Rewrite the items as a JSON list of strings, one string per line and no blank lines, starting at the line that contains "Each instance receives one point. Annotate the overcast" and ending at the last line of the items.

» Recorded information:
================================
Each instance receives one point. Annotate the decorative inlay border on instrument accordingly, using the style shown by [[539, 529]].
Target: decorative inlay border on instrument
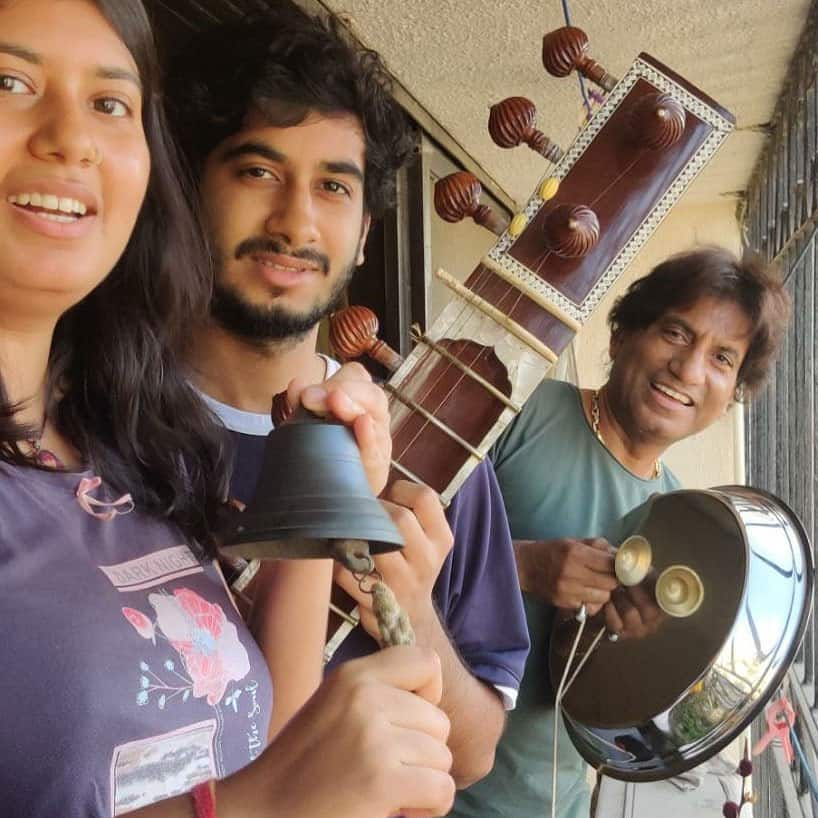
[[535, 288], [499, 256]]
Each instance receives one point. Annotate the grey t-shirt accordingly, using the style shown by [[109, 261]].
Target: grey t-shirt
[[128, 677], [557, 481]]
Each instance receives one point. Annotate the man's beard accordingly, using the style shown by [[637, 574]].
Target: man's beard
[[264, 324]]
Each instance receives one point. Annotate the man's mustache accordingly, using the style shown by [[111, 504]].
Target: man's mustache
[[252, 246]]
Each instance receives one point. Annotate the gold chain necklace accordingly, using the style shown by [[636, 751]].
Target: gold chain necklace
[[657, 464]]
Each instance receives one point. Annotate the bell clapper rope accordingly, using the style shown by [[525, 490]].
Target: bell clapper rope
[[566, 681], [393, 622]]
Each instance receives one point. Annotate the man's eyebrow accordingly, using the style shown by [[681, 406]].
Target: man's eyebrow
[[344, 169], [20, 52], [253, 149], [103, 72]]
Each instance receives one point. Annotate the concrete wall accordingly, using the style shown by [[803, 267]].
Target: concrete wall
[[715, 456]]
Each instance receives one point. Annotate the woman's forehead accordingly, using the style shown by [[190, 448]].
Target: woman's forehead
[[71, 33]]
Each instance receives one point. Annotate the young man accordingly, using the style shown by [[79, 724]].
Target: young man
[[695, 335], [294, 142]]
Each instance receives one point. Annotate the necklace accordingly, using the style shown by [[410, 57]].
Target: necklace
[[44, 457], [657, 464]]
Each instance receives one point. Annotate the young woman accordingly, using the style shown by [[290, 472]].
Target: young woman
[[128, 679]]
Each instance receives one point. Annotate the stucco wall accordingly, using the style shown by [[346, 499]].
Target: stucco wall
[[715, 456]]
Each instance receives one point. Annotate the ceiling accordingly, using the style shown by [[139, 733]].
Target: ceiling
[[457, 57]]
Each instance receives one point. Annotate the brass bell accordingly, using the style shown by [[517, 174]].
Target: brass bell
[[312, 492], [633, 560]]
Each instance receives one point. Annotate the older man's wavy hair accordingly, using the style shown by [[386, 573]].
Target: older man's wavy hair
[[680, 281]]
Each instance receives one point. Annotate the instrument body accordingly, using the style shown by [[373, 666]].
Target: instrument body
[[527, 298], [651, 708]]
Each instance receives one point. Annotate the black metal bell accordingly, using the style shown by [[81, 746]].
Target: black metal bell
[[312, 492]]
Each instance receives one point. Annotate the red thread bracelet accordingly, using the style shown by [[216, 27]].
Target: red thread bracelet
[[204, 799]]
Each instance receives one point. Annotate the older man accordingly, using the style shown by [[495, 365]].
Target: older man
[[695, 335]]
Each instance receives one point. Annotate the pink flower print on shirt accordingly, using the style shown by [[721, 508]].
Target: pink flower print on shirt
[[205, 639], [141, 623]]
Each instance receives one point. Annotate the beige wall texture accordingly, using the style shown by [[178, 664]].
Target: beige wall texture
[[715, 456]]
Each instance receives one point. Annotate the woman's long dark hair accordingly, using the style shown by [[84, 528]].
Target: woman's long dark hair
[[121, 394]]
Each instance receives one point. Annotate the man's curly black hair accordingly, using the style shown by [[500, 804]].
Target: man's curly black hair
[[284, 65]]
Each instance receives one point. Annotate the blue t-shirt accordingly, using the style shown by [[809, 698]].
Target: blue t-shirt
[[477, 593], [558, 480], [128, 677]]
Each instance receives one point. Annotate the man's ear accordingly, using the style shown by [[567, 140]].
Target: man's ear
[[365, 225], [615, 344]]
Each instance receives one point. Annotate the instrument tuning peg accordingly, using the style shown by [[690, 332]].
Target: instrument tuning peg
[[657, 121], [571, 231], [353, 332], [563, 51], [512, 122], [458, 195]]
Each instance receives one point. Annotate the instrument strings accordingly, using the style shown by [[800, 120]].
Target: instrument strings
[[483, 278], [467, 312]]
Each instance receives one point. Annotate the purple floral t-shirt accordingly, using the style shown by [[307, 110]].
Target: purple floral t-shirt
[[127, 676]]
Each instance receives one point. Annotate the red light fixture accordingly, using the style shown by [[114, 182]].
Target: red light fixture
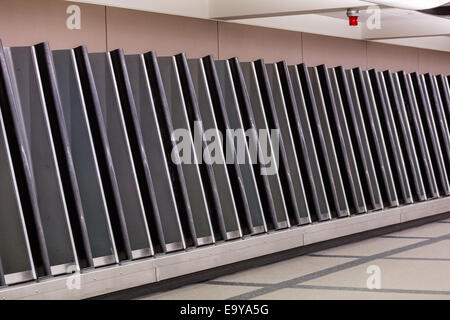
[[353, 21], [352, 15]]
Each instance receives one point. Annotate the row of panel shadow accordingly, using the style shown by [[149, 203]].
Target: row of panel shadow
[[87, 173]]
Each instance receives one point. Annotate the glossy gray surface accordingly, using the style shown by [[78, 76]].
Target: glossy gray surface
[[41, 154], [154, 148], [120, 151], [248, 175], [194, 185], [209, 122], [295, 173], [84, 158]]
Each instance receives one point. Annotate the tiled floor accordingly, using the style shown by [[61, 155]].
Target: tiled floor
[[410, 264]]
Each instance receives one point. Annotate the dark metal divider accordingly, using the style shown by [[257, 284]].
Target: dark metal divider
[[122, 159], [281, 120], [103, 154], [358, 132], [343, 145], [258, 97], [86, 164], [45, 149], [138, 153], [224, 204], [444, 90], [252, 121], [2, 275], [166, 129], [15, 254], [304, 141], [420, 141], [189, 173], [155, 155], [224, 104], [321, 139], [376, 138], [392, 143], [406, 142], [437, 112], [431, 134], [229, 108]]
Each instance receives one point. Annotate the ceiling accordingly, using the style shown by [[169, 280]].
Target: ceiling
[[328, 17]]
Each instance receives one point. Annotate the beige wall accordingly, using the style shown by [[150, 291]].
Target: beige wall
[[139, 32], [332, 51], [384, 56], [251, 43], [25, 22]]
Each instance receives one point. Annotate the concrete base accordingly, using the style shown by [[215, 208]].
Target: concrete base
[[152, 270]]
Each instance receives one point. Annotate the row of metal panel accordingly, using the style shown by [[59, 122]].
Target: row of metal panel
[[90, 177]]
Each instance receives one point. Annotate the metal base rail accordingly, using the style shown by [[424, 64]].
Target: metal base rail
[[156, 269]]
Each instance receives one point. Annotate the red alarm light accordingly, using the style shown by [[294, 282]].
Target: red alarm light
[[353, 21], [352, 15]]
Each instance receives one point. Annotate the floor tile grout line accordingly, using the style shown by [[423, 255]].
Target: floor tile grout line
[[237, 284], [404, 237], [386, 258], [334, 269], [383, 290]]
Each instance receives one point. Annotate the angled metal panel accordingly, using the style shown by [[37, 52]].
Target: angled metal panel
[[297, 109], [189, 174], [281, 118], [138, 153], [271, 119], [352, 107], [122, 160], [376, 138], [15, 252], [389, 128], [103, 155], [431, 133], [420, 141], [87, 170], [38, 119], [251, 197], [166, 129], [395, 95], [240, 174], [444, 91], [343, 144], [327, 154], [154, 152], [225, 204], [254, 118], [16, 139], [2, 275], [440, 118], [75, 214]]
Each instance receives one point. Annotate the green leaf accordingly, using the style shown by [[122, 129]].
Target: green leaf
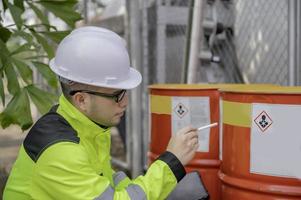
[[16, 13], [5, 4], [39, 13], [28, 37], [22, 48], [49, 49], [17, 111], [63, 10], [43, 100], [56, 36], [12, 78], [46, 73], [4, 53], [4, 34], [24, 70], [19, 4], [2, 92], [35, 57]]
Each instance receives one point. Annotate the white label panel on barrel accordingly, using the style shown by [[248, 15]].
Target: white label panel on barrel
[[193, 111], [276, 140]]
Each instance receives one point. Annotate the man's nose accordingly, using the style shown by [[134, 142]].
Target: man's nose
[[124, 102]]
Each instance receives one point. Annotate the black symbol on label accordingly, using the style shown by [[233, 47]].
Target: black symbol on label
[[180, 110], [263, 123]]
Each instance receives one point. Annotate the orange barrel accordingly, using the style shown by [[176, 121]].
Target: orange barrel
[[261, 144], [165, 99], [174, 106]]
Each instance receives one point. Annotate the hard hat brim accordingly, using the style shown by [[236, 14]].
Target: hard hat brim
[[133, 80]]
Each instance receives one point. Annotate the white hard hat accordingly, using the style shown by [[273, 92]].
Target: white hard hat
[[95, 56]]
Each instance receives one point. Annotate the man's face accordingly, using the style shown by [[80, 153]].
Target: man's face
[[104, 110]]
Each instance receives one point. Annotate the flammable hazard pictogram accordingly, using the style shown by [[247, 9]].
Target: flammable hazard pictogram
[[263, 121], [180, 110]]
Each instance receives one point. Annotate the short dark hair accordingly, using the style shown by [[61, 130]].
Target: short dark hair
[[68, 85]]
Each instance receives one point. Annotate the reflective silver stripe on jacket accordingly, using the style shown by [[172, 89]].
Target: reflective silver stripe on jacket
[[118, 177], [134, 191], [108, 194]]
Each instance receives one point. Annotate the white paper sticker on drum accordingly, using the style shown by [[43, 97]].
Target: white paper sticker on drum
[[276, 140], [193, 111]]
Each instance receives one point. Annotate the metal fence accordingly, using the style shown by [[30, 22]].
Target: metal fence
[[252, 45]]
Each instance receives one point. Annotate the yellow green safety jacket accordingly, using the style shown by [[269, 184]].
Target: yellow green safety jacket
[[66, 156]]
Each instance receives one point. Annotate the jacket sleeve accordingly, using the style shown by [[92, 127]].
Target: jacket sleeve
[[63, 172]]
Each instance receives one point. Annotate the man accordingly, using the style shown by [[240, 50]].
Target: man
[[66, 153]]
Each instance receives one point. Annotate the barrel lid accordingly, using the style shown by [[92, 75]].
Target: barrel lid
[[206, 86], [264, 90]]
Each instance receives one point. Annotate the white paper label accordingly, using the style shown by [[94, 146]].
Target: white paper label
[[276, 140], [193, 111], [220, 129]]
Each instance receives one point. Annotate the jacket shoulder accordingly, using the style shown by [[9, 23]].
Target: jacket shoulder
[[48, 130]]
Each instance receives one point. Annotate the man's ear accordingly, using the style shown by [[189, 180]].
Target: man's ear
[[81, 101]]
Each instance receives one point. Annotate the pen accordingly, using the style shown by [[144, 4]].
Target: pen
[[207, 126]]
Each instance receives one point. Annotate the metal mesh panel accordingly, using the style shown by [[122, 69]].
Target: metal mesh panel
[[253, 46], [166, 27], [261, 34]]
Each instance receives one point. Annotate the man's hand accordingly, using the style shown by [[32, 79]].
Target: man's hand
[[184, 144]]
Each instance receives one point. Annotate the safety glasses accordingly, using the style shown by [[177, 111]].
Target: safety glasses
[[117, 97]]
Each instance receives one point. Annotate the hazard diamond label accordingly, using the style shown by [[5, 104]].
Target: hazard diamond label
[[263, 121], [180, 110]]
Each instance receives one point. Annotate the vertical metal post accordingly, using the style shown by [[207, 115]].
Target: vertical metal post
[[145, 82], [86, 11], [135, 104], [160, 47], [292, 42], [184, 74], [298, 42], [195, 41]]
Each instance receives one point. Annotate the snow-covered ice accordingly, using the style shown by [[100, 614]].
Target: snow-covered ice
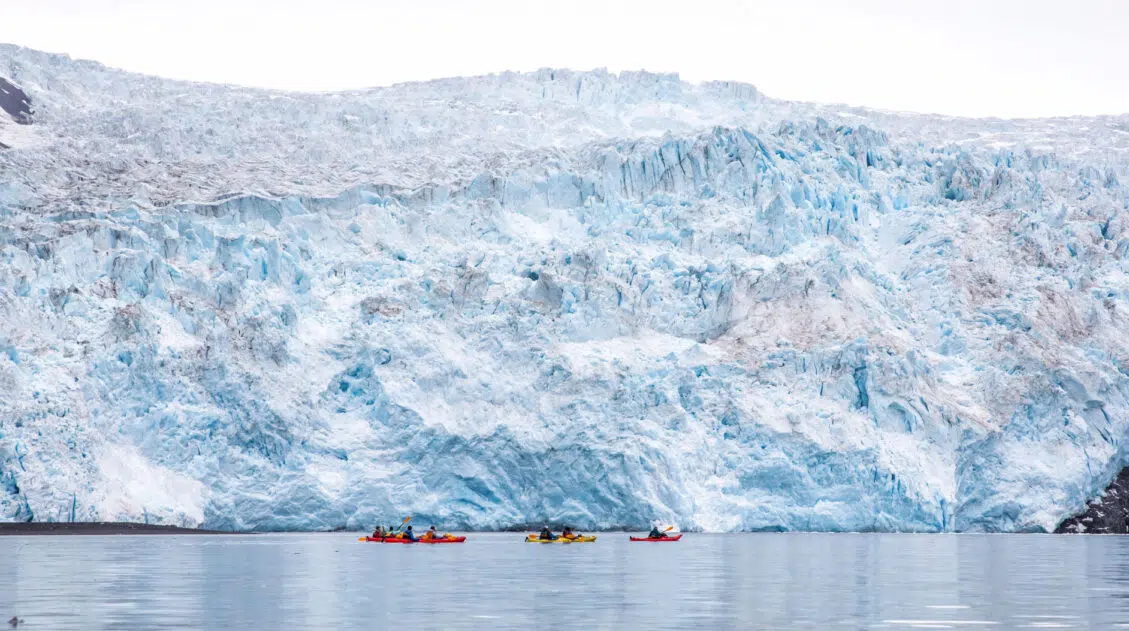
[[579, 297]]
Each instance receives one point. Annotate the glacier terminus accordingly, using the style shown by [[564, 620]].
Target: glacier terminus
[[589, 298]]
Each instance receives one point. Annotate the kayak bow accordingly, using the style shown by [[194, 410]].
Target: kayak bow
[[675, 537], [536, 539]]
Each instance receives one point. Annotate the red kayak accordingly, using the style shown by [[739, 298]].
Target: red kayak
[[675, 537], [397, 540]]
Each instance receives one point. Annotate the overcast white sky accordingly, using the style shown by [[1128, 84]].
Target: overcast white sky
[[1003, 58]]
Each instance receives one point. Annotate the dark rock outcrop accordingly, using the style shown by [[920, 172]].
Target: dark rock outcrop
[[1108, 514], [15, 103]]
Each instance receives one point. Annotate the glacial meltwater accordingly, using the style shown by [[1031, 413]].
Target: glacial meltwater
[[327, 581]]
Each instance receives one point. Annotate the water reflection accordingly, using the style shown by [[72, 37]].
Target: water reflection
[[496, 581]]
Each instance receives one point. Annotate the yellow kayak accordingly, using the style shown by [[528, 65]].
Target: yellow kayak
[[535, 539]]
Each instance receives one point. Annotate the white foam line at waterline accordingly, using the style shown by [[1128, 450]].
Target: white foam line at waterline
================================
» Completed task:
[
  "Each instance receives one point. Annotate the overcast white sky accordingly, using the style shown by [[1128, 84]].",
  "Target: overcast white sky",
  "[[1003, 58]]",
  "Each instance receives one point. Annotate the dark rock outcrop accordingly, using the style shown by [[920, 172]].",
  "Target: dark rock outcrop",
  "[[1108, 514], [15, 103]]",
  "Each instance receives one point. Annotate the glacial meltwater accordingly, using the style shown by [[1031, 413]].",
  "Target: glacial meltwater",
  "[[327, 581]]",
  "Each instance receives one point. Annotate the water reflection accordingly, using the style shown by [[72, 37]].",
  "Target: water reflection",
  "[[496, 581]]",
  "Each instance receives one point. Annotate the yellow kayak accordingly, using the style shown by [[528, 65]].",
  "Target: yellow kayak",
  "[[535, 539]]",
  "Each instance receives one point. Annotate the white foam line at waterline accordingly, using the style shown by [[1128, 450]].",
  "Target: white foam line at waterline"
]